Present every item that follows as a numbered list, leaving out any blank lines.
— BEGIN —
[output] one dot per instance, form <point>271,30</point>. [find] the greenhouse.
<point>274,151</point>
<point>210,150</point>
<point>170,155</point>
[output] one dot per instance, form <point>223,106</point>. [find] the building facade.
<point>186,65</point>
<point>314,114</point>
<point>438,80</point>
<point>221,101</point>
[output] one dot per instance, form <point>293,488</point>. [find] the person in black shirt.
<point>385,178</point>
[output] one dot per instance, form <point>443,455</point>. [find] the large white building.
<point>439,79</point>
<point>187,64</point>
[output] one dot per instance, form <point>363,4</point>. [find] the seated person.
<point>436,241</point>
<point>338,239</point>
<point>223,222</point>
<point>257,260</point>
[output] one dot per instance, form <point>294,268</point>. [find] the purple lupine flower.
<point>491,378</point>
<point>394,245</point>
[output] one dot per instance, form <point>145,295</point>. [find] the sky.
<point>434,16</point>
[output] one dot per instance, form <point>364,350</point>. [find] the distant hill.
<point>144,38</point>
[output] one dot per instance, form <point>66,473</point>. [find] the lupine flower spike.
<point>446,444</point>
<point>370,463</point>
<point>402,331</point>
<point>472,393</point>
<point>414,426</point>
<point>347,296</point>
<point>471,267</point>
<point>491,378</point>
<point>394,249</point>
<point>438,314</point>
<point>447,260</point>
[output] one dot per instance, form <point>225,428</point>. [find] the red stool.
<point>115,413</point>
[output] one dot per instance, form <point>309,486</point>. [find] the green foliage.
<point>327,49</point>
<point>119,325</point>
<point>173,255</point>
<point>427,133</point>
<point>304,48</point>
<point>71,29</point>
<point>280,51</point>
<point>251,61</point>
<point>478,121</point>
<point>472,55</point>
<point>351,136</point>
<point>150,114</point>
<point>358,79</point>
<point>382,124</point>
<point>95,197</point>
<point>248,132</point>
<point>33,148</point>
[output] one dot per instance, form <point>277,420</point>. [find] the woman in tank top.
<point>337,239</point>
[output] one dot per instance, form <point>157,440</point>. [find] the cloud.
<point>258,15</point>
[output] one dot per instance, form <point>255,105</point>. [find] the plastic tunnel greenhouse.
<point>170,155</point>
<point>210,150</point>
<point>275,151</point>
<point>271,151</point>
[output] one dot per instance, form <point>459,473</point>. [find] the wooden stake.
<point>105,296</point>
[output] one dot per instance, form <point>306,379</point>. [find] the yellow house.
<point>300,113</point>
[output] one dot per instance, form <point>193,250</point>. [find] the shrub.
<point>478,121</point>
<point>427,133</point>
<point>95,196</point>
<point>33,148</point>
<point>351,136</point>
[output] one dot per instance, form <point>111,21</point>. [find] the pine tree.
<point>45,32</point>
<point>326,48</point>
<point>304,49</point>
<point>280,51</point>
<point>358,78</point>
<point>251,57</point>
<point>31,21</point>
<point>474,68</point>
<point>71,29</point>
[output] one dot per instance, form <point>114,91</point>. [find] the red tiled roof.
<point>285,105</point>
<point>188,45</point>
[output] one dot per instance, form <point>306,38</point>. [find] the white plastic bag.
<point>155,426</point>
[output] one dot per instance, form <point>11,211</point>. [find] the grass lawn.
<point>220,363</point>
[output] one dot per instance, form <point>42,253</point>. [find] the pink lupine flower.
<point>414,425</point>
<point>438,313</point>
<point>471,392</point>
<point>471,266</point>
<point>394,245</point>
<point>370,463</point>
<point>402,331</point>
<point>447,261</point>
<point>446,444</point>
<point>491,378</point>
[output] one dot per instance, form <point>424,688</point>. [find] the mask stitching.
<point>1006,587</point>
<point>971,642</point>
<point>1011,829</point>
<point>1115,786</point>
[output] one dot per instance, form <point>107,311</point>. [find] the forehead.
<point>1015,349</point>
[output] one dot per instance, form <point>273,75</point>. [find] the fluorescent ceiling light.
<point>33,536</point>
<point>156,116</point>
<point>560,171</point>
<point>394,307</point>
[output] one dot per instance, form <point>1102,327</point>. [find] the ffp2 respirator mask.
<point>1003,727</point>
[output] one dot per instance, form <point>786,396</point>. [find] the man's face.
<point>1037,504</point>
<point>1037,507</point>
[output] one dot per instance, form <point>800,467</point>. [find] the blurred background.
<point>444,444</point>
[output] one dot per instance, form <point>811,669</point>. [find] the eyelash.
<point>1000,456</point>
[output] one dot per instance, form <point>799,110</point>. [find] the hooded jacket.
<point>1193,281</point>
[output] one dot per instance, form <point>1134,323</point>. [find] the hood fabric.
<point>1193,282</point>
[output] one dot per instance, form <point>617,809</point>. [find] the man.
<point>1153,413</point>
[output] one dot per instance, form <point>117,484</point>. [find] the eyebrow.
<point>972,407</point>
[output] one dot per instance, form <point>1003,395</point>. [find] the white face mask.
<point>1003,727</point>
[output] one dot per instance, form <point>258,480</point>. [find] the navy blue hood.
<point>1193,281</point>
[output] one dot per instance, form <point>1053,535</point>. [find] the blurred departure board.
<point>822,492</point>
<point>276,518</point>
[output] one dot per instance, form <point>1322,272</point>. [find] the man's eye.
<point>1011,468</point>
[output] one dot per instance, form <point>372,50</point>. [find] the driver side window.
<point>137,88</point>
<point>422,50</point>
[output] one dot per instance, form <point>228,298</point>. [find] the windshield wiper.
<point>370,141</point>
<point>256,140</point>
— END —
### EXERCISE RESULT
1. [output] one dot per instance, form <point>271,30</point>. [find] the greenhouse.
2. <point>274,151</point>
3. <point>210,150</point>
4. <point>170,155</point>
5. [output] one dot per instance, form <point>223,106</point>. [find] the building facade.
6. <point>186,65</point>
7. <point>314,114</point>
8. <point>438,80</point>
9. <point>221,101</point>
10. [output] one dot per instance, form <point>293,488</point>. [find] the person in black shirt.
11. <point>385,178</point>
12. [output] one dot per instance, form <point>443,455</point>. [find] the large white building.
13. <point>439,79</point>
14. <point>187,64</point>
15. [output] one dot per instance, form <point>363,4</point>. [find] the seated person.
16. <point>436,241</point>
17. <point>338,239</point>
18. <point>223,222</point>
19. <point>257,260</point>
20. [output] one dot per instance, form <point>294,268</point>. [find] the purple lupine flower.
21. <point>491,378</point>
22. <point>394,245</point>
23. [output] one dot per instance, form <point>145,295</point>. [find] the sky.
24. <point>434,16</point>
25. [output] one dot per instance, form <point>364,350</point>. [find] the distant hill.
26. <point>144,38</point>
27. [output] one dot per instance, form <point>66,473</point>. [find] the lupine flower spike.
28. <point>446,444</point>
29. <point>370,463</point>
30. <point>402,331</point>
31. <point>472,393</point>
32. <point>414,426</point>
33. <point>347,296</point>
34. <point>471,267</point>
35. <point>491,378</point>
36. <point>394,249</point>
37. <point>438,314</point>
38. <point>447,260</point>
39. [output] one dot per instance, form <point>225,428</point>. [find] the red stool.
40. <point>115,413</point>
41. [output] one dot per instance, form <point>309,486</point>. [find] the green foliage.
42. <point>327,49</point>
43. <point>119,325</point>
44. <point>173,255</point>
45. <point>427,133</point>
46. <point>304,48</point>
47. <point>71,29</point>
48. <point>280,51</point>
49. <point>251,61</point>
50. <point>478,121</point>
51. <point>472,55</point>
52. <point>351,136</point>
53. <point>150,114</point>
54. <point>358,79</point>
55. <point>382,124</point>
56. <point>95,197</point>
57. <point>248,132</point>
58. <point>33,148</point>
59. [output] one dot per instance, form <point>277,420</point>. [find] the woman in tank top.
60. <point>337,239</point>
61. [output] one dot per instance, form <point>157,440</point>. [find] the cloud.
62. <point>258,15</point>
63. [output] one dot per instance, form <point>255,105</point>. [find] the plastic tunnel greenhouse.
64. <point>170,155</point>
65. <point>210,150</point>
66. <point>275,151</point>
67. <point>271,151</point>
68. [output] one dot per instance, form <point>459,473</point>. [find] the wooden stake.
69. <point>105,296</point>
70. [output] one dot per instance, form <point>306,379</point>. [find] the yellow house.
71. <point>300,113</point>
72. [output] one dot per instance, form <point>193,250</point>. [find] the shrub.
73. <point>478,121</point>
74. <point>427,133</point>
75. <point>95,196</point>
76. <point>33,148</point>
77. <point>351,136</point>
78. [output] one dot per instance, form <point>111,21</point>. [find] the pine tree.
79. <point>45,32</point>
80. <point>326,48</point>
81. <point>304,49</point>
82. <point>280,51</point>
83. <point>358,78</point>
84. <point>251,57</point>
85. <point>31,21</point>
86. <point>474,68</point>
87. <point>71,29</point>
88. [output] one dot per instance, form <point>114,91</point>. [find] the red tiled roof.
89. <point>285,105</point>
90. <point>188,45</point>
91. [output] one dot per instance, form <point>306,38</point>. [find] the white plastic bag.
92. <point>155,426</point>
93. [output] one dot per instance, form <point>11,211</point>. [find] the grass lawn.
94. <point>220,363</point>
95. [output] one dot per instance, form <point>42,253</point>. [find] the pink lupine flower.
96. <point>414,425</point>
97. <point>438,313</point>
98. <point>471,392</point>
99. <point>471,266</point>
100. <point>394,245</point>
101. <point>370,463</point>
102. <point>402,331</point>
103. <point>447,261</point>
104. <point>446,444</point>
105. <point>491,378</point>
106. [output] one dot per instance, form <point>424,688</point>. [find] the mask stitching.
107. <point>1006,587</point>
108. <point>971,642</point>
109. <point>1011,829</point>
110. <point>1115,786</point>
111. [output] one dot per instance, form <point>107,311</point>. [find] the forehead.
112. <point>1015,349</point>
113. [output] one dot per instance, form <point>273,75</point>. [find] the fluorescent ceiling light.
114. <point>33,536</point>
115. <point>156,116</point>
116. <point>560,171</point>
117. <point>394,307</point>
118. [output] one dot per instance, form <point>1102,327</point>. [find] the ffp2 respirator mask.
119. <point>1003,727</point>
120. [output] one dot per instance, form <point>786,396</point>. [find] the man's face.
121. <point>1037,504</point>
122. <point>1037,507</point>
123. [output] one dot per instance, form <point>800,467</point>. [find] the blurred background.
124. <point>444,444</point>
125. [output] one dot per instance, form <point>811,669</point>. [find] the eyelash.
126. <point>1000,456</point>
127. [output] one dot per instance, form <point>799,110</point>. [find] the hooded jacket.
128. <point>1193,281</point>
129. [output] one dot per instance, form <point>1134,323</point>. [find] the hood fabric.
130. <point>1193,282</point>
131. [output] one dot per instance, form <point>617,809</point>. [find] the man.
132. <point>1153,413</point>
133. [output] one dot per instance, form <point>117,484</point>. [find] the eyebrow.
134. <point>972,407</point>
135. [output] one dot per instance, form <point>1003,395</point>. [find] the white face mask.
136. <point>1003,727</point>
137. [output] one dot per instance, form <point>258,480</point>. [find] the navy blue hood.
138. <point>1193,281</point>
139. [output] one dot per instance, form <point>1053,535</point>. [find] the blurred departure board.
140. <point>822,492</point>
141. <point>276,518</point>
142. [output] one dot per instance, form <point>1322,272</point>. [find] the man's eye.
143. <point>1011,468</point>
144. [output] one dot per instance, form <point>372,50</point>. [find] the driver side window.
145. <point>137,88</point>
146. <point>422,50</point>
147. [output] one dot per instance, form <point>228,298</point>. [find] the windshield wiper.
148. <point>370,141</point>
149. <point>256,140</point>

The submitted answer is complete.